Items listed in a dataset
┄┄┄┄┄┄┄┄┄┄┄┄┄┄┄┄┄┄┄┄
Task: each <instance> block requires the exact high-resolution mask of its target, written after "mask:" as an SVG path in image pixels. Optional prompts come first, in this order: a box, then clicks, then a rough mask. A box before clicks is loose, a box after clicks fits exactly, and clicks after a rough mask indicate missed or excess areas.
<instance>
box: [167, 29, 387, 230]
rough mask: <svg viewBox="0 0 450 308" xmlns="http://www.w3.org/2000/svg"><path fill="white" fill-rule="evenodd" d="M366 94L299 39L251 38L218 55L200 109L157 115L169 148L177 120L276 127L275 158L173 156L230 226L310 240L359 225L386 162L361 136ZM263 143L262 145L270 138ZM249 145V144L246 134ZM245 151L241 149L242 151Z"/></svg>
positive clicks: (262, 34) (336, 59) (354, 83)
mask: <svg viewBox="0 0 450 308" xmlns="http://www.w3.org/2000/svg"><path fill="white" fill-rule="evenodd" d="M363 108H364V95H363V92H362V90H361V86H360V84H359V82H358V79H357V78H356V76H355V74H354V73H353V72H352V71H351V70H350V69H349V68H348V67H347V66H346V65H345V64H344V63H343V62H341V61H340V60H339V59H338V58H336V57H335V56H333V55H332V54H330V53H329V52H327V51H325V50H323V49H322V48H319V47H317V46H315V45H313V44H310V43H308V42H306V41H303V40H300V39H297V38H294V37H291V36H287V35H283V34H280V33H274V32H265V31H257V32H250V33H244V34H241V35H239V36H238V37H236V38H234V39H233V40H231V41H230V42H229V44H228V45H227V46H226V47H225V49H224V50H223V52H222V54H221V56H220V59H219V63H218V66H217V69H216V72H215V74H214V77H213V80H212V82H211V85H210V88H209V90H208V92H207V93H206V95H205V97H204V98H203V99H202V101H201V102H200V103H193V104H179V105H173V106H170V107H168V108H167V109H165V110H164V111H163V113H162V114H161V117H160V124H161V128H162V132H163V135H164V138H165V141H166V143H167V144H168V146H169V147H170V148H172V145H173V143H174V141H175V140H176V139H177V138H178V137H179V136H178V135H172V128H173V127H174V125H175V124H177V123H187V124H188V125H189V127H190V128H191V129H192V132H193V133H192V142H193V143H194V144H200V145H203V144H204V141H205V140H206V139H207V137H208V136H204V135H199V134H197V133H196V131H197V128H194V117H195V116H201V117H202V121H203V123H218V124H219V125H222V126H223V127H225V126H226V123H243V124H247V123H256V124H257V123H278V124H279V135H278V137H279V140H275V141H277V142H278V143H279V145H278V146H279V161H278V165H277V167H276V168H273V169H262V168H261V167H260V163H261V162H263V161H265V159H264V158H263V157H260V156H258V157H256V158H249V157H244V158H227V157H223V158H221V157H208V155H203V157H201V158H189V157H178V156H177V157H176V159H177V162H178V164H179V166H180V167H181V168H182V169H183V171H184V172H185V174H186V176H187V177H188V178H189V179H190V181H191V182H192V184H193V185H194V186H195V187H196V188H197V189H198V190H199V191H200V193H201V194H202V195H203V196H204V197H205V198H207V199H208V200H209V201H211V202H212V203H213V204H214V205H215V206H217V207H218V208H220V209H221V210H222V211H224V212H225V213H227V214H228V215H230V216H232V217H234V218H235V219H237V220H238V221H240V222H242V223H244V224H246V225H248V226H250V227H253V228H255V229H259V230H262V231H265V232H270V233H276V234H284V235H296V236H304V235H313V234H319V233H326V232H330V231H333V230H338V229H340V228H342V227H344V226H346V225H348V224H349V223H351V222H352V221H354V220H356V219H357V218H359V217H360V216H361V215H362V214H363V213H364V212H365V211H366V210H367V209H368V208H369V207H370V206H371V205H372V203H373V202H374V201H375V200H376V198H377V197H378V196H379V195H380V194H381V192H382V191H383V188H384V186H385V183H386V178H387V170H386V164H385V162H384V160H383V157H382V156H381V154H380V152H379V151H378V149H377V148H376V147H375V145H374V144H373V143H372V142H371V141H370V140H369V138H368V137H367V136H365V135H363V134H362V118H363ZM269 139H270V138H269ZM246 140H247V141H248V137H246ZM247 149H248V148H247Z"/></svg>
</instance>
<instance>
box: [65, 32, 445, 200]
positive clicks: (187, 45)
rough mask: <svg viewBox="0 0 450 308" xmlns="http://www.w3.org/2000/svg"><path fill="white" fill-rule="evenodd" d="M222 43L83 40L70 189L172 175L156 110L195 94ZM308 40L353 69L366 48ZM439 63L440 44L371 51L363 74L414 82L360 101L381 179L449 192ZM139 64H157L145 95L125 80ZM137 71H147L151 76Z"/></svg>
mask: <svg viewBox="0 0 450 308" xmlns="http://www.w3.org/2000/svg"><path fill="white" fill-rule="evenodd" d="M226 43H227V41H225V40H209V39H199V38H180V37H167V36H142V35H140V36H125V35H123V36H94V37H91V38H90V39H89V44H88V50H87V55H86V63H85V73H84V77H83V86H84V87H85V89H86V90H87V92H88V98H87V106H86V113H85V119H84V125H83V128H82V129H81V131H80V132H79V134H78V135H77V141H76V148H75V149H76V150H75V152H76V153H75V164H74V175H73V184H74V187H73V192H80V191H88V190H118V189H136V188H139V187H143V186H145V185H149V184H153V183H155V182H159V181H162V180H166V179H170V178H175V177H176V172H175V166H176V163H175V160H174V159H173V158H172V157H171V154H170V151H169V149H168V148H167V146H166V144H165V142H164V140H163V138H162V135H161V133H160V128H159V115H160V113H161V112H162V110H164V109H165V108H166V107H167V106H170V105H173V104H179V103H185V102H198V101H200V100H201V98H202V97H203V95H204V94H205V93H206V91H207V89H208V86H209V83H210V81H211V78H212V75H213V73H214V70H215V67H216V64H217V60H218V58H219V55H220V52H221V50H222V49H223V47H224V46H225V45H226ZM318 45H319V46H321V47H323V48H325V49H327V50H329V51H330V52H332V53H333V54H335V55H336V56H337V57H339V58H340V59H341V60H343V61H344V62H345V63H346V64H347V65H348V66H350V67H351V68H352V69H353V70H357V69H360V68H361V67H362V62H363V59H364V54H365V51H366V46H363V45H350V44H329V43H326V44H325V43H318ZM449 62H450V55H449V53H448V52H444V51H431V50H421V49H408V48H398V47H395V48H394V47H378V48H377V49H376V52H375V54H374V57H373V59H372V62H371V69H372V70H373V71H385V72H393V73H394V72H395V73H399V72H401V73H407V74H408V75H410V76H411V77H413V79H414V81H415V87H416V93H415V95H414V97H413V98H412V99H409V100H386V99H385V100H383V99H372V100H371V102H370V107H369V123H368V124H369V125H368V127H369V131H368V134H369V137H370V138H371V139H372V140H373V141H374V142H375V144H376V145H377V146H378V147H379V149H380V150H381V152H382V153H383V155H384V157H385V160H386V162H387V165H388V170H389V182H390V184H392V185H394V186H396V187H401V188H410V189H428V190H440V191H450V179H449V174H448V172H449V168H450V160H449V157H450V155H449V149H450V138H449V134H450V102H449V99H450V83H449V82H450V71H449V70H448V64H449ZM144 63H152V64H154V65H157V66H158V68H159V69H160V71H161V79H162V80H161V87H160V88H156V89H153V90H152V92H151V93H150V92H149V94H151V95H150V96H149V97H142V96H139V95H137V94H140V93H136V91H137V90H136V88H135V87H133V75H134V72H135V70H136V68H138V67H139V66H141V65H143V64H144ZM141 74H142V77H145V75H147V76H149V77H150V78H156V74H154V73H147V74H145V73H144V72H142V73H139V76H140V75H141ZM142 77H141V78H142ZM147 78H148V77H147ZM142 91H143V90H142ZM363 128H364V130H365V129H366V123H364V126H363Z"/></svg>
┄┄┄┄┄┄┄┄┄┄┄┄┄┄┄┄┄┄┄┄
Output every record above exactly as it appears.

Task: each <instance> block requires the exact high-resolution mask of its target, written after "mask:" as an SVG path in image pixels. Optional prompts come first, in this order: a box, then clicks, then a rough mask. A box before clicks is loose, a box after clicks fits exactly, and clicks after a rough mask indicate missed or excess areas.
<instance>
box: [167, 29, 387, 230]
rough mask: <svg viewBox="0 0 450 308" xmlns="http://www.w3.org/2000/svg"><path fill="white" fill-rule="evenodd" d="M366 94L299 39L251 38L218 55L200 109L157 115L169 148L177 120L276 127L275 158L173 156L230 226L310 240L359 225L386 162L361 136ZM263 143L262 145L270 138ZM249 145V144L246 134ZM245 151L241 149L242 151Z"/></svg>
positive clicks: (262, 34) (336, 59) (354, 83)
mask: <svg viewBox="0 0 450 308" xmlns="http://www.w3.org/2000/svg"><path fill="white" fill-rule="evenodd" d="M363 108H364V95H363V92H362V90H361V86H360V84H359V82H358V79H357V78H356V76H355V74H354V73H353V72H352V71H351V70H350V69H349V68H348V67H347V66H346V65H345V64H344V63H343V62H341V61H340V60H339V59H338V58H336V57H335V56H333V55H332V54H330V53H329V52H327V51H325V50H323V49H322V48H319V47H317V46H315V45H313V44H310V43H308V42H306V41H303V40H300V39H297V38H294V37H291V36H287V35H283V34H280V33H274V32H265V31H257V32H250V33H244V34H241V35H239V36H238V37H236V38H234V39H233V40H231V41H230V42H229V44H228V45H227V46H226V47H225V49H224V50H223V52H222V54H221V56H220V59H219V63H218V66H217V69H216V72H215V74H214V77H213V80H212V82H211V85H210V88H209V90H208V92H207V93H206V95H205V97H204V98H203V99H202V101H201V102H200V103H193V104H179V105H173V106H170V107H168V108H167V109H165V110H164V111H163V113H162V114H161V117H160V124H161V128H162V132H163V135H164V138H165V141H166V143H167V144H168V146H169V147H170V148H172V145H173V143H174V141H175V140H176V139H177V138H178V137H179V136H178V135H172V128H173V127H174V125H175V124H177V123H187V124H188V125H189V127H190V128H191V129H192V132H193V133H192V142H193V143H194V144H200V145H203V144H204V141H205V140H206V139H207V137H208V136H204V135H199V134H197V133H196V131H197V128H194V117H195V116H201V117H202V121H203V123H218V124H219V125H222V126H223V127H225V126H226V123H243V124H247V123H256V124H257V123H278V124H279V135H278V137H279V140H275V141H277V142H278V143H279V145H278V146H279V161H278V165H277V167H276V168H273V169H262V168H261V167H260V163H261V162H263V161H265V159H264V158H263V157H260V156H258V157H256V158H249V157H244V158H227V157H223V158H221V157H208V155H203V157H201V158H189V157H178V156H177V157H176V159H177V162H178V164H179V166H180V167H181V168H182V169H183V171H184V172H185V174H186V176H187V177H188V178H189V179H190V181H191V182H192V184H193V185H194V186H195V187H196V188H197V189H198V190H199V191H200V193H201V194H202V195H203V196H204V197H205V198H207V199H208V200H209V201H211V202H212V203H213V204H214V205H215V206H217V207H218V208H220V209H221V210H222V211H224V212H225V213H227V214H228V215H230V216H232V217H234V218H235V219H237V220H238V221H240V222H242V223H244V224H246V225H248V226H250V227H253V228H255V229H259V230H262V231H265V232H270V233H276V234H284V235H296V236H304V235H313V234H319V233H326V232H330V231H333V230H338V229H340V228H342V227H344V226H346V225H348V224H349V223H351V222H352V221H354V220H356V219H357V218H359V217H360V216H361V215H362V214H363V213H364V212H365V211H366V210H367V209H368V208H369V207H370V206H371V205H372V203H373V202H374V201H375V200H376V198H377V197H378V196H379V195H380V194H381V192H382V191H383V188H384V186H385V183H386V178H387V170H386V164H385V162H384V160H383V157H382V156H381V154H380V152H379V151H378V149H377V148H376V147H375V145H374V144H373V143H372V142H371V141H370V140H369V138H368V137H367V136H365V135H363V134H362V118H363ZM269 139H270V138H269ZM246 140H247V141H248V137H246ZM247 149H248V148H247Z"/></svg>
</instance>
<instance>
box: [65, 32, 445, 200]
positive clicks: (187, 45)
rough mask: <svg viewBox="0 0 450 308" xmlns="http://www.w3.org/2000/svg"><path fill="white" fill-rule="evenodd" d="M222 43L83 40L70 189L172 175L156 110L195 94ZM308 40L353 69L366 48ZM439 63L440 44L371 51L363 74L414 82L360 101L381 179L449 192ZM139 64H157L145 95L125 80ZM137 71H147L151 76Z"/></svg>
mask: <svg viewBox="0 0 450 308" xmlns="http://www.w3.org/2000/svg"><path fill="white" fill-rule="evenodd" d="M226 43H227V41H225V40H209V39H199V38H180V37H167V36H142V35H140V36H125V35H123V36H94V37H91V38H90V39H89V44H88V50H87V55H86V63H85V73H84V77H83V86H84V87H85V89H86V90H87V92H88V98H87V106H86V113H85V119H84V125H83V128H82V129H81V131H80V132H79V134H78V135H77V141H76V148H75V149H76V150H75V152H76V153H75V164H74V175H73V184H74V187H73V192H80V191H88V190H118V189H136V188H139V187H143V186H145V185H149V184H153V183H155V182H159V181H162V180H166V179H170V178H175V177H176V172H175V166H176V163H175V160H174V159H173V158H172V157H171V154H170V151H169V149H168V148H167V146H166V144H165V142H164V140H163V138H162V135H161V133H160V128H159V115H160V113H161V112H162V110H164V109H165V108H166V107H167V106H170V105H173V104H179V103H185V102H198V101H200V100H201V98H202V97H203V95H204V94H205V93H206V91H207V89H208V86H209V83H210V81H211V78H212V75H213V73H214V70H215V67H216V64H217V60H218V58H219V55H220V52H221V50H222V49H223V47H224V46H225V45H226ZM318 45H319V46H321V47H323V48H325V49H327V50H329V51H330V52H332V53H333V54H335V55H336V56H337V57H339V58H340V59H341V60H343V61H344V62H345V63H346V64H347V65H348V66H350V67H351V68H352V69H353V70H357V69H360V68H361V67H362V62H363V59H364V54H365V51H366V46H363V45H350V44H329V43H326V44H325V43H318ZM449 62H450V55H449V53H448V52H444V51H431V50H421V49H408V48H398V47H395V48H394V47H378V48H377V49H376V52H375V54H374V57H373V59H372V62H371V69H372V70H373V71H385V72H393V73H394V72H395V73H399V72H401V73H407V74H408V75H410V76H411V77H413V79H414V81H415V87H416V93H415V95H414V97H413V98H412V99H409V100H386V99H385V100H383V99H372V100H371V102H370V107H369V123H368V124H369V125H368V127H369V131H368V134H369V137H370V138H371V139H372V140H373V141H374V142H375V144H376V145H377V146H378V147H379V149H380V150H381V152H382V153H383V155H384V157H385V160H386V162H387V165H388V170H389V182H390V184H392V185H394V186H396V187H401V188H410V189H428V190H440V191H450V179H449V174H448V172H449V168H450V160H449V157H450V155H449V149H450V138H449V134H450V102H449V99H450V83H449V82H450V71H449V70H448V64H449ZM144 63H152V64H154V65H157V66H158V68H159V69H160V71H161V79H162V80H161V87H160V88H156V89H153V90H152V92H151V93H150V92H149V94H151V95H150V96H149V97H142V96H139V95H137V94H140V93H136V91H137V90H136V88H135V87H133V75H134V72H135V70H136V68H138V67H139V66H141V65H143V64H144ZM141 74H142V77H145V75H147V76H149V77H150V78H156V74H154V73H147V74H145V73H144V72H142V73H139V76H140V75H141ZM142 77H141V78H142ZM147 78H148V77H147ZM142 91H143V90H142ZM363 128H364V130H365V129H366V123H364V126H363Z"/></svg>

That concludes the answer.